— Start of Records for the exercise —

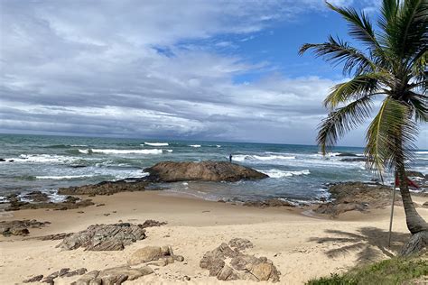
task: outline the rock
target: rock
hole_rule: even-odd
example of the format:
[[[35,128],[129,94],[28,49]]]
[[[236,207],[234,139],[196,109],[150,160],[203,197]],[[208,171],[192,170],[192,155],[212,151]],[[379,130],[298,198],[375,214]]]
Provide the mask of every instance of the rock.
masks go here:
[[[392,188],[377,183],[344,182],[332,184],[329,188],[332,202],[319,204],[313,211],[318,214],[338,216],[349,211],[367,211],[382,208],[391,204]],[[401,204],[399,193],[395,203]]]
[[[250,241],[245,238],[233,238],[228,242],[228,245],[238,251],[243,251],[254,246]]]
[[[125,246],[144,238],[145,230],[142,225],[95,225],[66,237],[57,247],[63,250],[83,247],[87,251],[121,251]]]
[[[29,278],[27,280],[24,280],[23,283],[32,283],[32,282],[38,282],[41,280],[43,279],[43,275],[36,275],[34,277]]]
[[[157,261],[163,259],[166,262],[166,264],[173,263],[174,253],[171,246],[145,246],[134,252],[131,256],[127,259],[129,265],[137,265],[148,262]],[[160,262],[161,264],[162,262]],[[158,265],[158,266],[164,266]]]
[[[243,206],[256,207],[293,207],[296,206],[291,202],[284,201],[278,198],[271,198],[263,201],[246,201]]]
[[[105,181],[96,185],[60,188],[58,193],[61,195],[112,195],[126,191],[144,191],[148,182],[142,179],[134,179],[132,182],[127,179],[118,181]]]
[[[408,177],[419,177],[423,179],[425,178],[423,173],[419,172],[419,171],[405,171],[405,175],[407,175]]]
[[[5,208],[5,211],[17,211],[21,209],[38,209],[38,208],[49,208],[49,209],[75,209],[82,207],[88,207],[94,205],[94,203],[91,200],[80,200],[78,198],[69,196],[65,198],[63,202],[60,203],[52,203],[48,201],[45,201],[45,194],[38,194],[37,191],[32,192],[33,193],[32,195],[33,198],[38,199],[38,202],[36,203],[29,203],[25,201],[22,201],[20,198],[18,198],[17,195],[10,196],[8,197],[9,200],[9,206]],[[43,200],[43,201],[41,201]]]
[[[265,257],[244,254],[240,250],[252,247],[253,244],[246,239],[234,238],[228,244],[221,244],[218,248],[207,252],[200,262],[200,267],[208,269],[209,276],[220,280],[252,280],[279,281],[281,274],[273,262]],[[230,259],[231,258],[231,259]],[[230,260],[229,264],[226,262]]]
[[[154,220],[145,220],[143,223],[143,227],[161,226],[166,225],[166,222],[158,222]]]
[[[50,222],[39,222],[37,220],[14,220],[14,221],[1,221],[0,232],[4,236],[10,235],[27,235],[30,234],[30,228],[41,228]]]
[[[86,272],[88,271],[88,270],[86,268],[79,268],[79,269],[77,269],[75,271],[70,271],[68,273],[65,274],[65,277],[72,277],[72,276],[76,276],[76,275],[83,275],[85,274]]]
[[[148,266],[140,268],[132,268],[130,266],[113,267],[101,271],[90,271],[80,277],[75,282],[75,285],[122,284],[126,280],[134,280],[153,272],[154,271]]]
[[[25,199],[32,200],[33,202],[47,202],[50,200],[48,194],[42,191],[33,191],[23,196]]]
[[[63,268],[58,272],[58,277],[61,277],[70,272],[70,268]]]
[[[163,161],[144,170],[150,173],[147,179],[155,182],[176,181],[238,181],[260,179],[268,176],[227,161]]]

— End of Records for the exercise —

Description of the task
Restate the data above word for word. Skip every picture.

Answer below
task: outline the rock
target: rock
hole_rule: even-odd
example of the format:
[[[35,128],[129,94],[28,49]]]
[[[236,207],[234,139],[196,109],[150,160],[203,197]],[[208,171],[192,170],[192,155],[212,151]],[[379,130],[298,198],[375,214]]]
Provide the mask of every instance of the rock.
masks go here:
[[[392,188],[377,183],[344,182],[332,184],[329,188],[332,202],[319,204],[313,211],[318,214],[338,216],[349,211],[367,211],[382,208],[391,204]],[[401,204],[399,193],[395,203]]]
[[[250,241],[245,238],[233,238],[228,242],[228,245],[238,251],[243,251],[254,246]]]
[[[125,246],[144,238],[145,230],[142,225],[95,225],[66,237],[57,247],[63,250],[83,247],[87,251],[121,251]]]
[[[29,278],[27,280],[24,280],[23,283],[32,283],[32,282],[38,282],[41,280],[43,279],[43,275],[36,275],[34,277]]]
[[[157,261],[163,259],[166,262],[166,264],[173,263],[174,253],[171,246],[145,246],[134,252],[131,256],[127,259],[129,265],[137,265],[148,262]],[[160,262],[161,264],[162,262]],[[158,265],[158,266],[164,266]]]
[[[243,206],[256,207],[293,207],[296,206],[291,202],[284,201],[278,198],[271,198],[263,201],[246,201]]]
[[[105,181],[96,185],[60,188],[58,193],[61,195],[112,195],[126,191],[144,191],[148,182],[142,179],[134,179],[132,182],[127,179],[118,181]]]
[[[408,177],[419,177],[423,179],[425,178],[423,173],[419,172],[419,171],[405,171],[405,175],[407,175]]]
[[[5,208],[5,211],[17,211],[21,209],[38,209],[38,208],[49,208],[49,209],[75,209],[82,207],[88,207],[94,205],[94,203],[91,200],[80,200],[78,198],[69,196],[65,198],[63,202],[60,203],[52,203],[48,201],[45,201],[45,194],[38,194],[37,191],[32,192],[33,193],[32,195],[33,198],[38,199],[38,202],[36,203],[29,203],[25,201],[22,201],[20,198],[18,198],[17,195],[10,196],[8,197],[9,200],[9,206]],[[43,200],[43,201],[41,201]]]
[[[265,257],[244,254],[240,250],[252,247],[253,244],[246,239],[234,238],[228,244],[221,244],[218,248],[207,252],[200,262],[200,267],[208,269],[209,276],[220,280],[252,280],[279,281],[281,274],[273,262]],[[230,259],[231,258],[231,259]],[[230,260],[229,264],[226,262]]]
[[[154,220],[145,220],[143,223],[143,227],[161,226],[166,225],[166,222],[158,222]]]
[[[50,222],[39,222],[37,220],[14,220],[14,221],[1,221],[0,232],[4,236],[10,235],[27,235],[30,234],[30,228],[41,228]]]
[[[86,272],[88,271],[88,270],[86,268],[79,268],[79,269],[77,269],[75,271],[70,271],[68,273],[65,274],[65,277],[72,277],[72,276],[76,276],[76,275],[83,275],[85,274]]]
[[[148,266],[140,268],[132,268],[130,266],[113,267],[101,271],[90,271],[80,277],[75,282],[75,285],[122,284],[126,280],[134,280],[153,272],[154,271]]]
[[[25,199],[32,200],[33,202],[47,202],[50,200],[48,194],[42,191],[33,191],[23,196]]]
[[[63,268],[58,272],[58,277],[61,277],[70,272],[70,268]]]
[[[163,161],[144,170],[150,173],[147,179],[155,182],[176,181],[238,181],[260,179],[268,176],[227,161]]]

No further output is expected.